● **MATERIAL FOR THIS TASK**:
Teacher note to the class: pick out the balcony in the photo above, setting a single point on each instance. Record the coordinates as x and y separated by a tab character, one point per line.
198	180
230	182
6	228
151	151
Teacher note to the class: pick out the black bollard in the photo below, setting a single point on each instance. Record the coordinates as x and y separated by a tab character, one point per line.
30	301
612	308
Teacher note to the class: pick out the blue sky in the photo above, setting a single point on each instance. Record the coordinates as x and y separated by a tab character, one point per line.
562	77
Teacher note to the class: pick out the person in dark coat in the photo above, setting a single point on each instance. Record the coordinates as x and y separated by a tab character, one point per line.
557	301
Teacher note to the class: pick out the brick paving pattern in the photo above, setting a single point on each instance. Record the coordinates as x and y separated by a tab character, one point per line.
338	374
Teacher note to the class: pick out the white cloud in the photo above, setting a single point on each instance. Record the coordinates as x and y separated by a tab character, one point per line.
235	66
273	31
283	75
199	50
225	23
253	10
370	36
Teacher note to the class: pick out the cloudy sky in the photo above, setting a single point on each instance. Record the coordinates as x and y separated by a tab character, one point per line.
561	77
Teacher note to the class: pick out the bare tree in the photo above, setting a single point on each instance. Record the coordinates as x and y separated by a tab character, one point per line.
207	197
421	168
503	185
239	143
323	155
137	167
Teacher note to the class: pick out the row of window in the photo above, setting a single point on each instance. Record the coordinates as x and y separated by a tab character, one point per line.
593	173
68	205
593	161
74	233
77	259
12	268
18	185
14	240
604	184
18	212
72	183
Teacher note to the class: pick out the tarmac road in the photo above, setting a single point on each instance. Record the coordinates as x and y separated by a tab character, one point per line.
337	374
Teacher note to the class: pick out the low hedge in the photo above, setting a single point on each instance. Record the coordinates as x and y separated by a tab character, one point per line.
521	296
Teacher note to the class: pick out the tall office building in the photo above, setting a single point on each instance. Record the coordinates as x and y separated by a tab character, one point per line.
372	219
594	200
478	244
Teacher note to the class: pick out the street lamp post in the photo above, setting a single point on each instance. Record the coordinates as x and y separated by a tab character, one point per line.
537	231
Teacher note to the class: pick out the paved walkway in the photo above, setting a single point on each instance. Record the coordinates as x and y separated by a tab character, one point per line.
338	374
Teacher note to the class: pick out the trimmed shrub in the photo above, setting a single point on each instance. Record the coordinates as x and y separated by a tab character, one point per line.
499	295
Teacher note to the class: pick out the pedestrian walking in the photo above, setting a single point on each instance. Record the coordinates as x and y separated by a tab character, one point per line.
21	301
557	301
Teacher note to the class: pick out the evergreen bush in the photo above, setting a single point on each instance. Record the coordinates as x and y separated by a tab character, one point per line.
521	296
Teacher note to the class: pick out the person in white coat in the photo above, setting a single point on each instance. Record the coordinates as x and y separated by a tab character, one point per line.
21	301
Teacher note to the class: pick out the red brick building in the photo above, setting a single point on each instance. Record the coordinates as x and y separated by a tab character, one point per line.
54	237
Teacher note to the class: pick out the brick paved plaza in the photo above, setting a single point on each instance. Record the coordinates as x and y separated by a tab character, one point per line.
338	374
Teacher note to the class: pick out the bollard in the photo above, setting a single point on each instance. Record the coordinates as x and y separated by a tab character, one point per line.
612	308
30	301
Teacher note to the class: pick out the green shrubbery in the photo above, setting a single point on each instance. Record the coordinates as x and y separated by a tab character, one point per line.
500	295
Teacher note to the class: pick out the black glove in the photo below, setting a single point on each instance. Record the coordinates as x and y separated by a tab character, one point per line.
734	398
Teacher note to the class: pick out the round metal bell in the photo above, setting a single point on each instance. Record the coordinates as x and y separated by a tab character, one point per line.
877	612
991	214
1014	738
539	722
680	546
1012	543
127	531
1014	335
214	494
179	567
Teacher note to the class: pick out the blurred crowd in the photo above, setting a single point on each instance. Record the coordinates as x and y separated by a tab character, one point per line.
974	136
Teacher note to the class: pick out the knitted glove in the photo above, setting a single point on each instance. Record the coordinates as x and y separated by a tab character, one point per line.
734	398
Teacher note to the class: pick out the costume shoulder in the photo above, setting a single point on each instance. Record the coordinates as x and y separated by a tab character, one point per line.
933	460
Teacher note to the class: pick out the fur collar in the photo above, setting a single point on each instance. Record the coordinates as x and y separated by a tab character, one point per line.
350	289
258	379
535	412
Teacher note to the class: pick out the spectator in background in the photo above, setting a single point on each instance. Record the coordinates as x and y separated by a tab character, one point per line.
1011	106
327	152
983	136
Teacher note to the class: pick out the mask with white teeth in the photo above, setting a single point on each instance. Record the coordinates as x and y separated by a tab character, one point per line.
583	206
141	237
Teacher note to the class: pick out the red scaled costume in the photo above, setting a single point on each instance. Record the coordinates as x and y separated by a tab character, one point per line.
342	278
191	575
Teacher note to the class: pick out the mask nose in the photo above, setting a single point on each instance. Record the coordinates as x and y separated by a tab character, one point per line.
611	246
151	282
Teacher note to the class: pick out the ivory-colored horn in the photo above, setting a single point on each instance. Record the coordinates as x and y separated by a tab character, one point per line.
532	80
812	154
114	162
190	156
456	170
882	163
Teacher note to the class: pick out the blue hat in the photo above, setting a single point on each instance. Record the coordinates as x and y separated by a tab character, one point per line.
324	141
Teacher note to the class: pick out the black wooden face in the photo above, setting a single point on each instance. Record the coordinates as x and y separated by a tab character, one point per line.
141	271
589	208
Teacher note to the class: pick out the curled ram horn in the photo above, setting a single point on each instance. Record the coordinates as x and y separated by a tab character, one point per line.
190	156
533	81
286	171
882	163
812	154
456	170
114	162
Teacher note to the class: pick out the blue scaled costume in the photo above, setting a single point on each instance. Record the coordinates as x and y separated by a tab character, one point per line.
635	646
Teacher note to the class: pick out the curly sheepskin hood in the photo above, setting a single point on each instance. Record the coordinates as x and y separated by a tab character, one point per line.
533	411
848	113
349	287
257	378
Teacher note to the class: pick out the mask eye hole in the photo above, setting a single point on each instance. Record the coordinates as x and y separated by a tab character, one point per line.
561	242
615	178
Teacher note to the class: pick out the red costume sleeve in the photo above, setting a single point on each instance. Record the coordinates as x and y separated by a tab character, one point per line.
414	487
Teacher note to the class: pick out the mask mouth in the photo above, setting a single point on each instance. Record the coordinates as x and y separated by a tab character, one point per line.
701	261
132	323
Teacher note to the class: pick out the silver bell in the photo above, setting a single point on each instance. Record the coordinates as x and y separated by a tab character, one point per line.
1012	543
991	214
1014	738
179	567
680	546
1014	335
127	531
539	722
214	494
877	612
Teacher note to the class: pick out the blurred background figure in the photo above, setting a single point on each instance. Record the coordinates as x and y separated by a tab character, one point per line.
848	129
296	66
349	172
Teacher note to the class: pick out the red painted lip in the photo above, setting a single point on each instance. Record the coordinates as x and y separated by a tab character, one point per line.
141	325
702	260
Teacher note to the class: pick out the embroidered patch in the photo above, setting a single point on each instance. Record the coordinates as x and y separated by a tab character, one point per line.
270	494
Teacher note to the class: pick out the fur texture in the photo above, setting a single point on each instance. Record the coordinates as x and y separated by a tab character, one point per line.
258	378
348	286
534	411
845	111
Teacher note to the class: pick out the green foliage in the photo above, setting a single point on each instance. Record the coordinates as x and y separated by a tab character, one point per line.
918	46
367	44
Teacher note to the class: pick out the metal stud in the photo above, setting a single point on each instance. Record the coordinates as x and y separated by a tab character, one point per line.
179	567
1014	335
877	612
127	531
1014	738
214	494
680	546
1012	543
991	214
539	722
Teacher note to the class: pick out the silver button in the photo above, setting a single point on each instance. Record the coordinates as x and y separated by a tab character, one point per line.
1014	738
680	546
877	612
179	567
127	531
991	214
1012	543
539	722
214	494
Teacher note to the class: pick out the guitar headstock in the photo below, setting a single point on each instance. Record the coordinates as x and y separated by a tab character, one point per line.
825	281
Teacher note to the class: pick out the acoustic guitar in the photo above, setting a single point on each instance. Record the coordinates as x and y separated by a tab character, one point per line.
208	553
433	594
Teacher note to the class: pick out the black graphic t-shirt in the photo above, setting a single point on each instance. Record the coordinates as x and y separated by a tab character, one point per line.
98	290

● **TASK DESCRIPTION**:
In the records above, return precisely the line containing "Teacher note to the class: pick out the black graphic" and each line that comes after it, up to the final one.

● **ANSWER BOX**:
Teacher note to the class: pick out the black graphic t-shirt in the photo above, setting a single point on each instance. Record the coordinates as x and y separated by a tab character, one point per line.
98	290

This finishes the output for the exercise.